__Task requirements__
Rewrite each line of the rows below as a JSON list of strings, one string per line, skipping blank lines and leaving out the pictures.

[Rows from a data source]
□ □ □ □ □ □ □

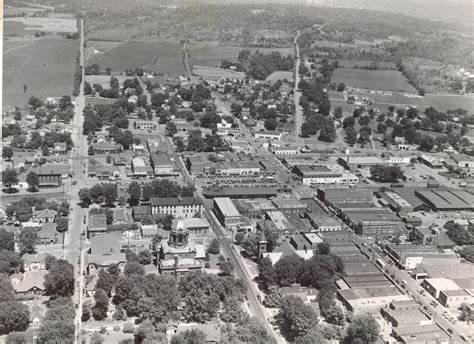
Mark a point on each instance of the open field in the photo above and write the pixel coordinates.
(44, 74)
(119, 35)
(387, 80)
(155, 57)
(444, 102)
(216, 73)
(47, 24)
(280, 75)
(210, 54)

□ □ □ □ □ □ □

__Answer to this exercise__
[
  "Mark a point on each instance of the open field in the photo above and write the pixel coordinates.",
  "(44, 74)",
  "(119, 35)",
  "(387, 80)",
  "(155, 57)",
  "(444, 102)",
  "(216, 73)",
  "(47, 24)",
  "(280, 75)",
  "(210, 54)"
]